Document passage:

In 2009, von Ahn and his graduate student Severin Hacker began to develop Duolingo, a language education platform. They founded a company of the same name, with von Ahn as chief executive officer and Hacker as chief technology officer. In November 2011, a private beta test of Duolingo was launched and the app was released to the public in June 2012. As of May 2020, Duolingo was valued at $1.5 billion. In a talk with NPR, von Ahn shared that Duolingo saw a spike in users during the COVID-19 pandemic. von Ahn has a chapter giving advice in Tim Ferriss' book Tools of Titans.

In May 2021, von Ahn joined the executive committee of Partnership for Central America, an entity bringing together a variety of businesses, academic organizations and nonprofit organizations "to advance economic opportunity, address urgent climate, education and health challenges, and promote long-term investments and workforce capability building to support a vision of hope for Central America". The Partnership for Central America was presented in the context of the United States' vice president Kamala Harris's "call to action" to address irregular migration from Central America to the United States by "deepening investment in the Northern Triangle" (a term coined to refer to Guatemala, El Salvador and Honduras).

Assignment 1: List every person named in the passage on von Ahn and Duolingo.
Assignment 2:
Answer these questions from the passage on von Ahn and Duolingo, one answer per line.
(a) In what month and year was Duolingo released to the public?
(b) What position did Severin Hacker hold in the company?
(c) What body did von Ahn join in May 2021?
Assignment 3: Write the next part of the passage on von Ahn and Duolingo, continuing on from its last sentence.

Entries provided:
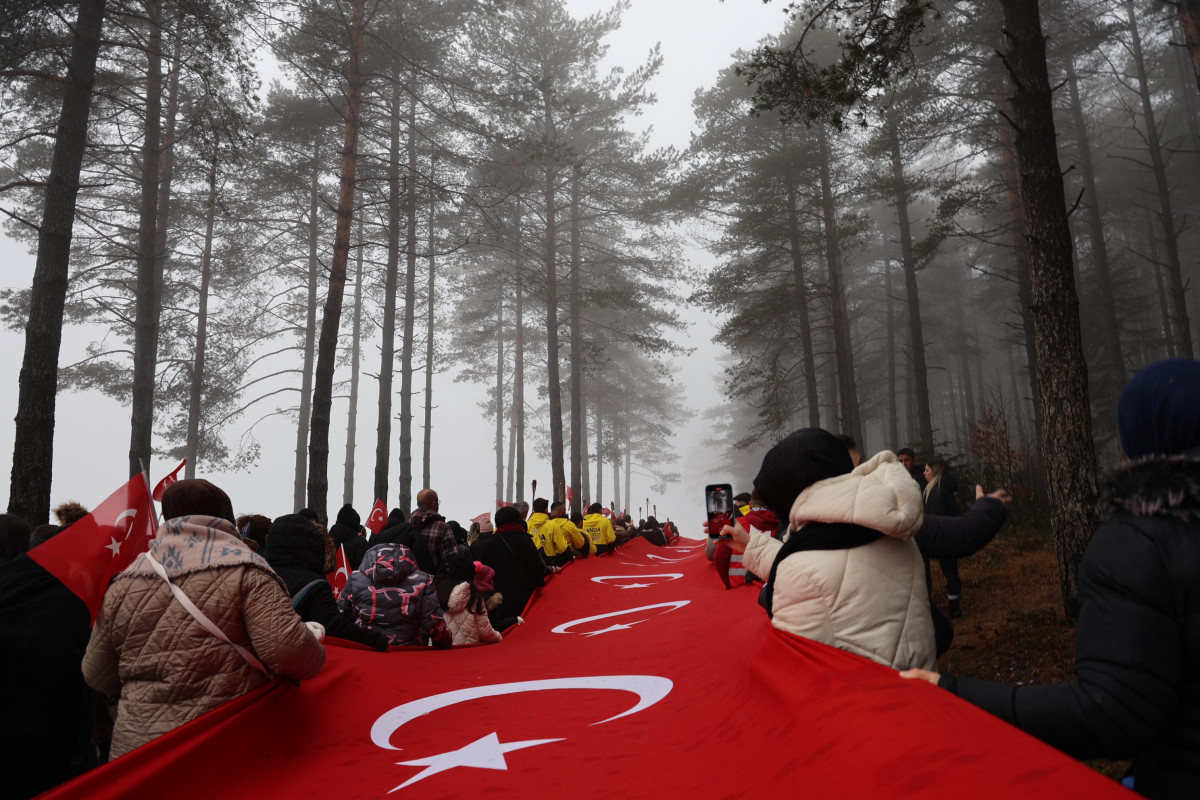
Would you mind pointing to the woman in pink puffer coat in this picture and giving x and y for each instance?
(466, 613)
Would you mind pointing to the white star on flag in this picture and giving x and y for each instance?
(485, 753)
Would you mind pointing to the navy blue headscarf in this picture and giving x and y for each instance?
(1159, 409)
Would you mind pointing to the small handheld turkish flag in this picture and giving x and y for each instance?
(341, 573)
(167, 481)
(377, 518)
(89, 553)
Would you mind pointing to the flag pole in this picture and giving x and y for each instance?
(154, 506)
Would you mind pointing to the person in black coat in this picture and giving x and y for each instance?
(347, 533)
(1138, 642)
(941, 501)
(297, 552)
(519, 569)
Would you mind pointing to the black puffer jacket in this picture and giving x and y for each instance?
(297, 553)
(1138, 643)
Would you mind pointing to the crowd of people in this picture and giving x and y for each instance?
(221, 603)
(847, 564)
(840, 545)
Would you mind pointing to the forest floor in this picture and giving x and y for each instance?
(1013, 627)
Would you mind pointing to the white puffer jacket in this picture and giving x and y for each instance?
(467, 627)
(869, 600)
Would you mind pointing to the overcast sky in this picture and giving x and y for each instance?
(91, 434)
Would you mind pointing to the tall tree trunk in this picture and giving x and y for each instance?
(310, 336)
(813, 400)
(909, 260)
(1067, 449)
(352, 421)
(430, 289)
(196, 401)
(407, 344)
(519, 365)
(1021, 259)
(555, 390)
(390, 284)
(599, 494)
(327, 348)
(847, 392)
(33, 452)
(1108, 306)
(1181, 326)
(149, 286)
(1189, 20)
(499, 401)
(893, 411)
(579, 414)
(1164, 311)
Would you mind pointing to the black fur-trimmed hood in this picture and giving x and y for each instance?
(1158, 486)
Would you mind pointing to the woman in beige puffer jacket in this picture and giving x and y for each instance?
(149, 649)
(859, 584)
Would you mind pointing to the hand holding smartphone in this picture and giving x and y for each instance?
(719, 507)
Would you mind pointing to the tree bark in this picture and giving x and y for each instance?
(1067, 449)
(390, 281)
(813, 398)
(431, 286)
(407, 343)
(893, 411)
(33, 453)
(847, 392)
(1181, 326)
(1189, 20)
(499, 401)
(558, 474)
(579, 421)
(327, 349)
(519, 362)
(352, 417)
(909, 262)
(310, 336)
(149, 284)
(196, 402)
(1108, 306)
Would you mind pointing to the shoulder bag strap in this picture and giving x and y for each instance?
(205, 623)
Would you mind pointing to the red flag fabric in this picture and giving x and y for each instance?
(89, 553)
(341, 573)
(612, 687)
(167, 481)
(378, 517)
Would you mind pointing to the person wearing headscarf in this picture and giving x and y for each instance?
(389, 595)
(846, 572)
(295, 549)
(1137, 690)
(519, 569)
(153, 651)
(347, 533)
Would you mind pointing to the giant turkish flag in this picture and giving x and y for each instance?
(635, 675)
(89, 553)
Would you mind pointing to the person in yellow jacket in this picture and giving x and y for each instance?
(538, 521)
(598, 528)
(579, 542)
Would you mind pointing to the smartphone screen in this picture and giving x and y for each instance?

Answer space 1:
von Ahn
Severin Hacker
Tim Ferriss
Kamala Harris

Answer space 2:
(a) June 2012
(b) Chief technology officer
(c) The executive committee of the Partnership for Central America

Answer space 3:
In July 2025, von Ahn joined the board of collaborative web application maker Figma.

===Awards and honors===
His research on CAPTCHAs and human computation has earned him international recognition and numerous honors. He was awarded a MacArthur Fellowship in 2006, the David and Lucile Packard Foundation Fellowship in 2009, a Sloan Fellowship in 2009, and a Microsoft New Faculty Fellowship in 2007, and the Presidential Early Career Award for Scientists and Engineers in 2012. He has also been named one of the 50 Best Brains in Science by Discover, and has made it to many recognition lists that include Popular Science's Brilliant 10, Silicon.com's 50 Most Influential People in Technology, MIT Technology Reviews TR35: Young Innovators Under 35, and Fast Company's 100 Most Innovative People in Business.

Siglo Veintiuno, one of the biggest newspapers in Guatemala, chose him as the person of the year in 2009. In 2011, Foreign Policy Magazine in Spanish named him the most influential intellectual of Latin America and Spain.

In 2011, he was awarded the A. Nico Habermann development chair in computer science, which is awarded every three years to a junior faculty member of unusual promise in the School of Computer Science.

In 2017, he was awarded the Distinguished Leadership Award for Innovation and Social Impact by the Inter-American Dialogue.

In 2018, he was awarded the Lemelson-MIT prize for his "dedication to improving the world through technology".

In 2021, he was named by Carnegie Corporation of New York as an honoree of the Great Immigrants Award.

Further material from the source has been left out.